▸ **PASSAGE TO READ**:
Tuesday, September 18, 2007

As You Like It / *** (PG)

Rosalind: Bryce Dallas Howard
Orlando: David Oyelowo
Celia: Romola Garai
Oliver: Adrian Lester
Touchstone: Alfred Molina
Jaques: Kevin Kline
Audrey: Janet McTeer
Duke Senior/Frederick: Brian Blessed
Corin: Jimmy Yuill
Phoebe: Jade Jefferies

HBO Films and BBC Films present a film directed and adapted for the screen by Kenneth Branagh. Based on the play by William Shakespeare. Running time: 127 min. Rated PG (for violence and some sexual material).

It seems the great bard William Shakespeare was a man like any other, a man both fascinated and plagued by woman. To watch and understand the romances of Shakespeare is to see a portrait of women as bountiful muses and nearly mad slaves to anxiety. The women of Shakespeare, from the enlightened and progressive ingénue to the dimwitted harlot, cannot simply love a man; they must meddle with and manipulate any situation in which they find themselves dealing with men.

▸ **EXTRACTED ENTRIES**:
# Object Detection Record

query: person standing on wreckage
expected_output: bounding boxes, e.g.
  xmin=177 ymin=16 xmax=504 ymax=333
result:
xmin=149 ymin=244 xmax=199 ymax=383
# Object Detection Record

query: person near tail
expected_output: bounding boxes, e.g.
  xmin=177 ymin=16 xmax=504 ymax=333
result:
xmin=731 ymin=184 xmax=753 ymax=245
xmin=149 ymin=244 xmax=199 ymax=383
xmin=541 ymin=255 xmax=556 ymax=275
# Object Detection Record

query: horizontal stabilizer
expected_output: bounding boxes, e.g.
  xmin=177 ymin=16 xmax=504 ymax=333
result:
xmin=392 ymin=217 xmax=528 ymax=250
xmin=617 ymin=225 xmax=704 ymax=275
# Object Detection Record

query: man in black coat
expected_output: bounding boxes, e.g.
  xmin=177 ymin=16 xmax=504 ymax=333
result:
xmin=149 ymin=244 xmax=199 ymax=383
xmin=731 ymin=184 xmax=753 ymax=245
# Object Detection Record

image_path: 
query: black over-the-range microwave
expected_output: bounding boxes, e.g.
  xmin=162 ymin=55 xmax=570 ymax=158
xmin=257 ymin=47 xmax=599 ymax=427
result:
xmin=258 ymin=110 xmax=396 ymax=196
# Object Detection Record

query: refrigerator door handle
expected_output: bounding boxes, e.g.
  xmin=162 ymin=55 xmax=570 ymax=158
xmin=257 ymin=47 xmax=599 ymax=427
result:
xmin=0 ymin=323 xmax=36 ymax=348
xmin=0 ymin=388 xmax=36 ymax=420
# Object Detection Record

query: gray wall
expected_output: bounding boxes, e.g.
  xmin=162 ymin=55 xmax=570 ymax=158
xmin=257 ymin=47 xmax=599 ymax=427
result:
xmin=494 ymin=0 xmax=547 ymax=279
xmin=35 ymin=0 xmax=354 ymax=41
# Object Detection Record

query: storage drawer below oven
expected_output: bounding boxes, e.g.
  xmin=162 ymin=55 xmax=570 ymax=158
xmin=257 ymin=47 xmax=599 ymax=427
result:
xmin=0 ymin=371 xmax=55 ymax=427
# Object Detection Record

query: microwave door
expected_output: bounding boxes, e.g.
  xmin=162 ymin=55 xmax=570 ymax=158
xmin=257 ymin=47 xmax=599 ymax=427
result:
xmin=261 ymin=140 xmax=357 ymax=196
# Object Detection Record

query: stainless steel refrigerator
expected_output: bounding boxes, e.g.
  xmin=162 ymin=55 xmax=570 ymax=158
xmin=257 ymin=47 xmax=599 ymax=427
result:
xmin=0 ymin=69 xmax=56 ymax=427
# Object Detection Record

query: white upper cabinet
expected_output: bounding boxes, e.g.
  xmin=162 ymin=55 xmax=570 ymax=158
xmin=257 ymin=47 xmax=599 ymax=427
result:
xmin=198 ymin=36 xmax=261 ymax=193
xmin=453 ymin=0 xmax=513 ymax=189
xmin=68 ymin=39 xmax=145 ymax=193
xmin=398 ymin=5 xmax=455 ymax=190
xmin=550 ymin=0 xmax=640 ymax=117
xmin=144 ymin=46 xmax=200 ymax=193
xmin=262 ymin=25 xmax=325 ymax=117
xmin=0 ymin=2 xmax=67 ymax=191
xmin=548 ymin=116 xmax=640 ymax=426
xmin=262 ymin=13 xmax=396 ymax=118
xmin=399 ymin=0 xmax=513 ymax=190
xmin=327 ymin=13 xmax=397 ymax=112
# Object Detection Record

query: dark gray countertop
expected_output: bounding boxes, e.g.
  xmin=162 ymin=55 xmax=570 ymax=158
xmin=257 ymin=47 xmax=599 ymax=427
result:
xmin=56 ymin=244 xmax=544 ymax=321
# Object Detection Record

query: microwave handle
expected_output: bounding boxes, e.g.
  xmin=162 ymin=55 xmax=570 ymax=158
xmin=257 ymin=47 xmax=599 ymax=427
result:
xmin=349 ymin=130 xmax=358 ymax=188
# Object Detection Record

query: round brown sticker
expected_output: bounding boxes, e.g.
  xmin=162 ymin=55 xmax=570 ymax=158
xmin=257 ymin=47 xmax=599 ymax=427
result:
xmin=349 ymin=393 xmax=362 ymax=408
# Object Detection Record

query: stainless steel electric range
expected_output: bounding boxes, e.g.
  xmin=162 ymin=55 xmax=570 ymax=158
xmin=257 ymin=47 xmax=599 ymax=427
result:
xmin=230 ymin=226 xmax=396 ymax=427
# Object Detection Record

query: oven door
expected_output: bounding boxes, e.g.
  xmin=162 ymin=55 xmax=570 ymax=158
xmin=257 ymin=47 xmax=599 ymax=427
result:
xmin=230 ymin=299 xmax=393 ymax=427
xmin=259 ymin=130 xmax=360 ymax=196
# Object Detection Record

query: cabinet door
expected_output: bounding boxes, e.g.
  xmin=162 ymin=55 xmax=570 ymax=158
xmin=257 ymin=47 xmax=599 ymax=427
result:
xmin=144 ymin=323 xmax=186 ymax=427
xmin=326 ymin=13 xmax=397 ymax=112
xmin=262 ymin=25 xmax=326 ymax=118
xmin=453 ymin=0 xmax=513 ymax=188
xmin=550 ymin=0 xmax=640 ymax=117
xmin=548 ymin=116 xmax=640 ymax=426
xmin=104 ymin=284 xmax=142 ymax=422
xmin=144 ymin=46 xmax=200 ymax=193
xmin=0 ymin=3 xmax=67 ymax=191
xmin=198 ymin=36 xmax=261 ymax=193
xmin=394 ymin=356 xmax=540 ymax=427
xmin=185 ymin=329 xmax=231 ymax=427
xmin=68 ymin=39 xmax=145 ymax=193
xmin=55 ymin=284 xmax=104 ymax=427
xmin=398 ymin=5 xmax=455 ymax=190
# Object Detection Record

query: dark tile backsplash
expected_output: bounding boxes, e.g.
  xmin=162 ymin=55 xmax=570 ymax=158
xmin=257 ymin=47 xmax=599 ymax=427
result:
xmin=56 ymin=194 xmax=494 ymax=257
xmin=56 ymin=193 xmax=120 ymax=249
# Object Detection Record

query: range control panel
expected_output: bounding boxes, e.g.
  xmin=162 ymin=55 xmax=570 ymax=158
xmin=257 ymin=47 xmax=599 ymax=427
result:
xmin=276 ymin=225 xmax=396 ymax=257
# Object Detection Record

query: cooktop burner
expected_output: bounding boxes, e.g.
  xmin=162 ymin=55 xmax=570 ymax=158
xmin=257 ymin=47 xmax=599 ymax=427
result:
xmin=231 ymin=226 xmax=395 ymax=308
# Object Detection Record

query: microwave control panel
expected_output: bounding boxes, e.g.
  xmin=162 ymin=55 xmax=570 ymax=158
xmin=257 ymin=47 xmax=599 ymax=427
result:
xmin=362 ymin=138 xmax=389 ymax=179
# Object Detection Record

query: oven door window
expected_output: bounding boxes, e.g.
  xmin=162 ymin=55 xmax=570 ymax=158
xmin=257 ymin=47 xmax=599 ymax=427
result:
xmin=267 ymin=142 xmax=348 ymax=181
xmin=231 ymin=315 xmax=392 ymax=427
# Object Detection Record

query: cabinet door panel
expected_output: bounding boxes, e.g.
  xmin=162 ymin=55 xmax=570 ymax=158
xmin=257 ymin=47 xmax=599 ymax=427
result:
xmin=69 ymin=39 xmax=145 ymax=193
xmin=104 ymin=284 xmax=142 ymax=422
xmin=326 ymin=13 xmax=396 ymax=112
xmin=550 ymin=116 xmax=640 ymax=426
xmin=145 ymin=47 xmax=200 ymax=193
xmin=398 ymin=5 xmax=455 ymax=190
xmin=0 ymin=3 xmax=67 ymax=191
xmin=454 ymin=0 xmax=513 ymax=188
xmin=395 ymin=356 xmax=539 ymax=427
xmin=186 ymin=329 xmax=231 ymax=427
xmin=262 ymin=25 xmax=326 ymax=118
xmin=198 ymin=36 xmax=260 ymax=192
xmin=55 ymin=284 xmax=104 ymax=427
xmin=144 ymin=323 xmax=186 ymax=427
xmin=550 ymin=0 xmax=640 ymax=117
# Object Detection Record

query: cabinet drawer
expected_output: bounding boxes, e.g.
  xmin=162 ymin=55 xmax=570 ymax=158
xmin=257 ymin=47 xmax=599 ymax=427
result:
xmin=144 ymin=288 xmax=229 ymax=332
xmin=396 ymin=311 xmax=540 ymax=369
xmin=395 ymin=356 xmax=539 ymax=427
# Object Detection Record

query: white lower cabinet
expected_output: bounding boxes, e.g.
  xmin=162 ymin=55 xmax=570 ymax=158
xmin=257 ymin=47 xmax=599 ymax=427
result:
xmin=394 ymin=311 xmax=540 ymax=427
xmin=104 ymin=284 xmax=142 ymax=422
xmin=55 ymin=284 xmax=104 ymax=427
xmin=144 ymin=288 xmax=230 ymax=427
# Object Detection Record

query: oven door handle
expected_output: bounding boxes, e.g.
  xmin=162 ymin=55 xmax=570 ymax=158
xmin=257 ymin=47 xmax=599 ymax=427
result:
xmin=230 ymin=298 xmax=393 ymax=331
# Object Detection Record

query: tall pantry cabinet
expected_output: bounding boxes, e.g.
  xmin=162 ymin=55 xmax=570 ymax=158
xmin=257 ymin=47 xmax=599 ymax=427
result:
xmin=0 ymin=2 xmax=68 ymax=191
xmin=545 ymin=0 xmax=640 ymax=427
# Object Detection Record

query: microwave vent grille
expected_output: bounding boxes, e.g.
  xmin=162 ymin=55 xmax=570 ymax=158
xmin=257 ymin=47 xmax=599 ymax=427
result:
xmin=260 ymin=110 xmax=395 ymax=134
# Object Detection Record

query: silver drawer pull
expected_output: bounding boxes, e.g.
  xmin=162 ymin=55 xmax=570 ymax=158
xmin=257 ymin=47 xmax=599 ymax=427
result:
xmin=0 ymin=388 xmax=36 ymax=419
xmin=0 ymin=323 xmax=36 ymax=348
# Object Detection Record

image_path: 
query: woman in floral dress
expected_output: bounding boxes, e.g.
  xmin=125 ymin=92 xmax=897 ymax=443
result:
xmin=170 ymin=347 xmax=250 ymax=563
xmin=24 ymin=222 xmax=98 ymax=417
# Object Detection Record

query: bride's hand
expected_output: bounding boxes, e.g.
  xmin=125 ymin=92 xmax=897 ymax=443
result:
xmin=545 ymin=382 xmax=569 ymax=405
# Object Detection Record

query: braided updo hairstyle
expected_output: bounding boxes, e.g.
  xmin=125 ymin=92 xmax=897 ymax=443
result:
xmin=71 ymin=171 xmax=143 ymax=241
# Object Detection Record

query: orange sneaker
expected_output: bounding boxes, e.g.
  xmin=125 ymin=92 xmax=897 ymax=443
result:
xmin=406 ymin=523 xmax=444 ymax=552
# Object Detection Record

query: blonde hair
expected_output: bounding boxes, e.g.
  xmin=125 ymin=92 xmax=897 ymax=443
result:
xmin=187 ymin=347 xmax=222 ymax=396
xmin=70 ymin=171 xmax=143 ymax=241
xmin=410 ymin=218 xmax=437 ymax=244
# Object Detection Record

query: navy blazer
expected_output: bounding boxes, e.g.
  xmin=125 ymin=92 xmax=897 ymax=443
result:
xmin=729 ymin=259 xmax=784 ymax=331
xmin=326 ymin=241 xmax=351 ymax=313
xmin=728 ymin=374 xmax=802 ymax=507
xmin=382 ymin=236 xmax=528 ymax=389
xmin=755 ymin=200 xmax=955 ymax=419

▸ **WHAT TO WORK ON**: Write out, word for word, the stretch of the As You Like It review above that starts with "Rosalind: Bryce Dallas" and runs through "some sexual material).".

▸ **RESULT OF THIS TASK**:
Rosalind: Bryce Dallas Howard
Orlando: David Oyelowo
Celia: Romola Garai
Oliver: Adrian Lester
Touchstone: Alfred Molina
Jaques: Kevin Kline
Audrey: Janet McTeer
Duke Senior/Frederick: Brian Blessed
Corin: Jimmy Yuill
Phoebe: Jade Jefferies

HBO Films and BBC Films present a film directed and adapted for the screen by Kenneth Branagh. Based on the play by William Shakespeare. Running time: 127 min. Rated PG (for violence and some sexual material).